#### OBJECTIVE
Rewrite everything from the start of the data down to the line containing "262, 315, 357, 604", both ends included, with the requests kept as they are and each bounding-box coordinate in the answers scaled by 0.55 and rounded to a whole number, halves up. Leave the pictures out.

#### Box-labeled dataset extracts
========================================
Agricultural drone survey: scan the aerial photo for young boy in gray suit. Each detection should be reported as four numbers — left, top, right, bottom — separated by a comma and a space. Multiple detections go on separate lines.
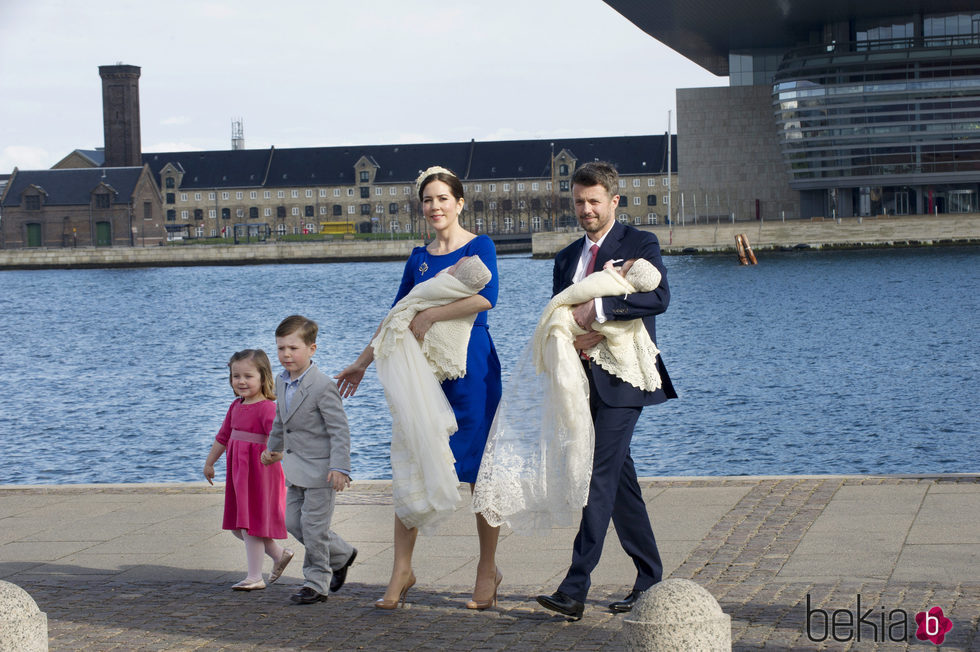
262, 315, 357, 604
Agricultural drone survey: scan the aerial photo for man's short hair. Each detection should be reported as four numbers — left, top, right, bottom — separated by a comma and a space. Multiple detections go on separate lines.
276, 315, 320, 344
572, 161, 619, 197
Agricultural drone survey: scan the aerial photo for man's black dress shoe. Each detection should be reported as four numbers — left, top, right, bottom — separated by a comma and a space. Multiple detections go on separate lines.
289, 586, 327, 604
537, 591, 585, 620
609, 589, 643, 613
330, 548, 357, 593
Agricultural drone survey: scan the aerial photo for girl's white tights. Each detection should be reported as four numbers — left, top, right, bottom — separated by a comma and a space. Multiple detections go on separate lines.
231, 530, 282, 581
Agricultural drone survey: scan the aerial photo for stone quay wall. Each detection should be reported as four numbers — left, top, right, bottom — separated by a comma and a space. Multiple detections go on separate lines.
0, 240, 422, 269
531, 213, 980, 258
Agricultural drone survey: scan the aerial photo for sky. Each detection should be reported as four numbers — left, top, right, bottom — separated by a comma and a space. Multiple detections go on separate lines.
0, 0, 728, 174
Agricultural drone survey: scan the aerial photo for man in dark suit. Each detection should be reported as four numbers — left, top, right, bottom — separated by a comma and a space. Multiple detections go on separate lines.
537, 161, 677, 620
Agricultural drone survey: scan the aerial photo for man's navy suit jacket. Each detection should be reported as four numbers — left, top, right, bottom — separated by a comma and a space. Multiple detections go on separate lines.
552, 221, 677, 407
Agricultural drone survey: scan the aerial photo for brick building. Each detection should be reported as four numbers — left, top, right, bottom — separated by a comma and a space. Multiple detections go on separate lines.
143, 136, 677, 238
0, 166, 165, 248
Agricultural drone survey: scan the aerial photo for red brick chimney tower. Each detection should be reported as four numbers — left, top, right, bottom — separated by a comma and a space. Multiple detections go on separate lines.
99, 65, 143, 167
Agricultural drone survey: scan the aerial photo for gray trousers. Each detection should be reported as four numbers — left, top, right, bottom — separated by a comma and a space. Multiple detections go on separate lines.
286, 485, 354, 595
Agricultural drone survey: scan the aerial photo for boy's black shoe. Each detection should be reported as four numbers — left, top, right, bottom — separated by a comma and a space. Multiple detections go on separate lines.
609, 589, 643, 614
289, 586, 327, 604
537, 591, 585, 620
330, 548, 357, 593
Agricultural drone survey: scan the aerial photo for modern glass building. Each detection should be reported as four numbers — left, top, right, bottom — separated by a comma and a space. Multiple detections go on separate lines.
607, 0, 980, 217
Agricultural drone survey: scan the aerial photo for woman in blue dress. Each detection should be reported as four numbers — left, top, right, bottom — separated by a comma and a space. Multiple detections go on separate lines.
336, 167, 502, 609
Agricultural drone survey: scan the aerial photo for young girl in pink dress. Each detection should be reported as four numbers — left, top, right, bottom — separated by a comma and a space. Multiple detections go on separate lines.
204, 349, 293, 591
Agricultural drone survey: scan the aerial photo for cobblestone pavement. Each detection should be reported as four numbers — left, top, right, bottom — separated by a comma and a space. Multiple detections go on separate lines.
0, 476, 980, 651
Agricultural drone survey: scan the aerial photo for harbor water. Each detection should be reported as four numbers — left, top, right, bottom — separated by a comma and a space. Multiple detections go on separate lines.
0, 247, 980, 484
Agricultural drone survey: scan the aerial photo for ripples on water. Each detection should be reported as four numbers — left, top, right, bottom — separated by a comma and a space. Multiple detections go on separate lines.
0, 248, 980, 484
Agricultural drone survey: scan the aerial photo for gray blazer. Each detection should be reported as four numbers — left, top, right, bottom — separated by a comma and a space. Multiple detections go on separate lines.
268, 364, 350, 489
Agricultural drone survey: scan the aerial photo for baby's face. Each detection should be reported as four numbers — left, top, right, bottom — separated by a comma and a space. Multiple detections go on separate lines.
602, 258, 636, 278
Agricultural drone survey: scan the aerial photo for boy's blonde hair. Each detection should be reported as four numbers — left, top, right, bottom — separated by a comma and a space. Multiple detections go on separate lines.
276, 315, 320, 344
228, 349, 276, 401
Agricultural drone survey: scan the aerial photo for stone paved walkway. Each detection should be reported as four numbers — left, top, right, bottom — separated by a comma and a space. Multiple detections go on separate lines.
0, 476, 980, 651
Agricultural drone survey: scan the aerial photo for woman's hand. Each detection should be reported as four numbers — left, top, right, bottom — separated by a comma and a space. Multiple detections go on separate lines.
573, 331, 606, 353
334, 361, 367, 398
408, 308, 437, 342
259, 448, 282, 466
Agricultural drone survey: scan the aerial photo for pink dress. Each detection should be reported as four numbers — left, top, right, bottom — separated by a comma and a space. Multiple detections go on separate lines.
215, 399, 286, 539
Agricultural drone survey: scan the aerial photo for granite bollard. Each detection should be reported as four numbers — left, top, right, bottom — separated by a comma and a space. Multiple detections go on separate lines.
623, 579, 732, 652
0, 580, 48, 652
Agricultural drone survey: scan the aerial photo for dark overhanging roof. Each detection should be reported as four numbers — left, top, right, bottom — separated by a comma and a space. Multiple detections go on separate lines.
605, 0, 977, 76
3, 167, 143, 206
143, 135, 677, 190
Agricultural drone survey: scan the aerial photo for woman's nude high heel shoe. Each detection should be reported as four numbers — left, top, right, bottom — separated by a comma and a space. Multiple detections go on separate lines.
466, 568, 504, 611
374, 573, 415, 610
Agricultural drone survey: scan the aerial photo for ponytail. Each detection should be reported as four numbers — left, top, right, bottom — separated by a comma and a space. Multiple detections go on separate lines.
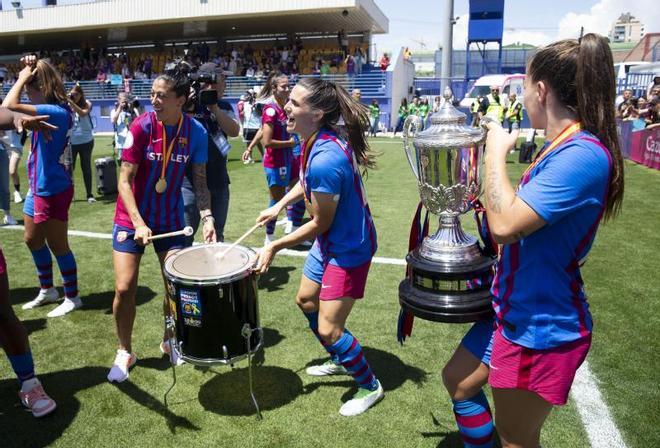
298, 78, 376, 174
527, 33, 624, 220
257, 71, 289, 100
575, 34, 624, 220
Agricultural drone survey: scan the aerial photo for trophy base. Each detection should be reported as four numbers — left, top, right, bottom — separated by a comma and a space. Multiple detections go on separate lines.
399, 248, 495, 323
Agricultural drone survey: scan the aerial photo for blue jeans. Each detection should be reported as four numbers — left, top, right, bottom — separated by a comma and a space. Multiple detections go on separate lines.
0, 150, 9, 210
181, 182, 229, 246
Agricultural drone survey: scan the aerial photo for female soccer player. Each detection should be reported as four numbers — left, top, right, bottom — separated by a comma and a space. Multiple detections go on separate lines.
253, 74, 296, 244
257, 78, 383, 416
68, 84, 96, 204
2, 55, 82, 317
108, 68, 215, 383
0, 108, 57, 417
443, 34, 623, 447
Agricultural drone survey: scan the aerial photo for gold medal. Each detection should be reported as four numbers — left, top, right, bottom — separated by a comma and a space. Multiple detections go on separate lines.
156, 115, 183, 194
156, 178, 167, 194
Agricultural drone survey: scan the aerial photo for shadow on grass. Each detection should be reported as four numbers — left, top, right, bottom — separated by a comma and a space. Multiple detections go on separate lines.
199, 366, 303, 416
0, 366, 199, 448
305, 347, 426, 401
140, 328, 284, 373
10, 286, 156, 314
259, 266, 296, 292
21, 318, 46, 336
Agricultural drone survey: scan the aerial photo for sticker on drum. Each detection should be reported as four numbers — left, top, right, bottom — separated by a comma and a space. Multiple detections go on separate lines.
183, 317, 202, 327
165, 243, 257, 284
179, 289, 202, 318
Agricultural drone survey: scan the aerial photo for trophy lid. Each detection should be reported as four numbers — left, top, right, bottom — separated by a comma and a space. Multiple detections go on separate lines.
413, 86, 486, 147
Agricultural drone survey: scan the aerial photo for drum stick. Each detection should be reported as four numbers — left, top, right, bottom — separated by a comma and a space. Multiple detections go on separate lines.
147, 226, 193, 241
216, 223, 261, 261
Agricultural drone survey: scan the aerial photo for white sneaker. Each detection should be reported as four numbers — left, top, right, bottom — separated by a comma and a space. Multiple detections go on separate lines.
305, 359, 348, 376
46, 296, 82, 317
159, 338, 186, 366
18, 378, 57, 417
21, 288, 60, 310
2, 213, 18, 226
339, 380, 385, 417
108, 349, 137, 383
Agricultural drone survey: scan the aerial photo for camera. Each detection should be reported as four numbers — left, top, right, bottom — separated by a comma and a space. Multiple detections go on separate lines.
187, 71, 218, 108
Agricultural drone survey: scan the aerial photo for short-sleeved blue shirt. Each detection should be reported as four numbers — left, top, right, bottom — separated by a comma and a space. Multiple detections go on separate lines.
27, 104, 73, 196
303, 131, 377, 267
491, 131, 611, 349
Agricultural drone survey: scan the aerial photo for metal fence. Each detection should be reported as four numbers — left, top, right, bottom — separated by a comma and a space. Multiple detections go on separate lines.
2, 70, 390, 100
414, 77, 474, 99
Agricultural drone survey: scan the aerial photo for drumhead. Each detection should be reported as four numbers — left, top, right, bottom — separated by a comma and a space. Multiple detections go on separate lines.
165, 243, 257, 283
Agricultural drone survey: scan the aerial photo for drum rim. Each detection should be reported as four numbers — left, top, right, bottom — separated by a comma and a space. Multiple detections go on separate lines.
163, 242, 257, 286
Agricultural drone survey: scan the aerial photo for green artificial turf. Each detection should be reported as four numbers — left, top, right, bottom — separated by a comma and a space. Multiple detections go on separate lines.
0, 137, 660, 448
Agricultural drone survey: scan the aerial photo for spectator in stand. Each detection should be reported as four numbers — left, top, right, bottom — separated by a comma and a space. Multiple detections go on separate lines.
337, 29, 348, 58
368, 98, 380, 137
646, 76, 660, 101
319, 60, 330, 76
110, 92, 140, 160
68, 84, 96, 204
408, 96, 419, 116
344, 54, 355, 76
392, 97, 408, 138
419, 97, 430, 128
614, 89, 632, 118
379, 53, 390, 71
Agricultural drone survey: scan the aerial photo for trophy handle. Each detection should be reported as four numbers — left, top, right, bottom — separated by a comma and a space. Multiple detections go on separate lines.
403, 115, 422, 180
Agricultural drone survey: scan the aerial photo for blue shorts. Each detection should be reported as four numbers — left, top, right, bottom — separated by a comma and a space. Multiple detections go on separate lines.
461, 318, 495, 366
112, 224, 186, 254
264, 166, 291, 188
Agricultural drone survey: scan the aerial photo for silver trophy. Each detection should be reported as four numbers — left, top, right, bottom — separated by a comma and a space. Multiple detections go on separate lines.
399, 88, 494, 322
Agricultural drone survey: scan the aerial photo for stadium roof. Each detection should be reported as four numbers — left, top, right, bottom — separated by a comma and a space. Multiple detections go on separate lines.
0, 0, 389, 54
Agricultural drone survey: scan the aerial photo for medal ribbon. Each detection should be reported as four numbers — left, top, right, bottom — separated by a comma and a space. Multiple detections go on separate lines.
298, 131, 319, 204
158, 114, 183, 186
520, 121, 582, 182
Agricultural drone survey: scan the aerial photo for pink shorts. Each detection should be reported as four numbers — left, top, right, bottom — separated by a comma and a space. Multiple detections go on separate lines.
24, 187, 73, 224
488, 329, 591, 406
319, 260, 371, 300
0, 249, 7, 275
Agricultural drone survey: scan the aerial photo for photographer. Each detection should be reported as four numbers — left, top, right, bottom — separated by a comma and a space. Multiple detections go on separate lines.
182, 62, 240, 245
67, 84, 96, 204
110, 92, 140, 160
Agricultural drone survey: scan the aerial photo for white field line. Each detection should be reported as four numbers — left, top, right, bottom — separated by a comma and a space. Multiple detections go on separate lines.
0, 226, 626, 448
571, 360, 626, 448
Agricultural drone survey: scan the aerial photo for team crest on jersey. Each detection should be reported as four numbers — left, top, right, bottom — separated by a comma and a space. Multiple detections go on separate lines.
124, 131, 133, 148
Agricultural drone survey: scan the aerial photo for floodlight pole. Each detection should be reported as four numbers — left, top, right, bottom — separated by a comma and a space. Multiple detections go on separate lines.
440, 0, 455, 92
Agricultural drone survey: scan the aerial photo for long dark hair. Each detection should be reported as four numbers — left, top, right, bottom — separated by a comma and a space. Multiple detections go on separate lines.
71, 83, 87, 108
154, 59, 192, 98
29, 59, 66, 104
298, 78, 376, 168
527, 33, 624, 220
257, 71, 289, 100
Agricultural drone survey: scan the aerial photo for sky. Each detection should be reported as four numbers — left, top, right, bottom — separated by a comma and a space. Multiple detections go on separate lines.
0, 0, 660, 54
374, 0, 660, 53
========================================
#### TASK OUTPUT
Agricultural drone survey: scan the aerial photo for young boy in gray suit. Each detection should be reported as four numbers — left, top, right, bottom — separated by a comma and a space. Multiple detections go on separate lines.
144, 173, 196, 332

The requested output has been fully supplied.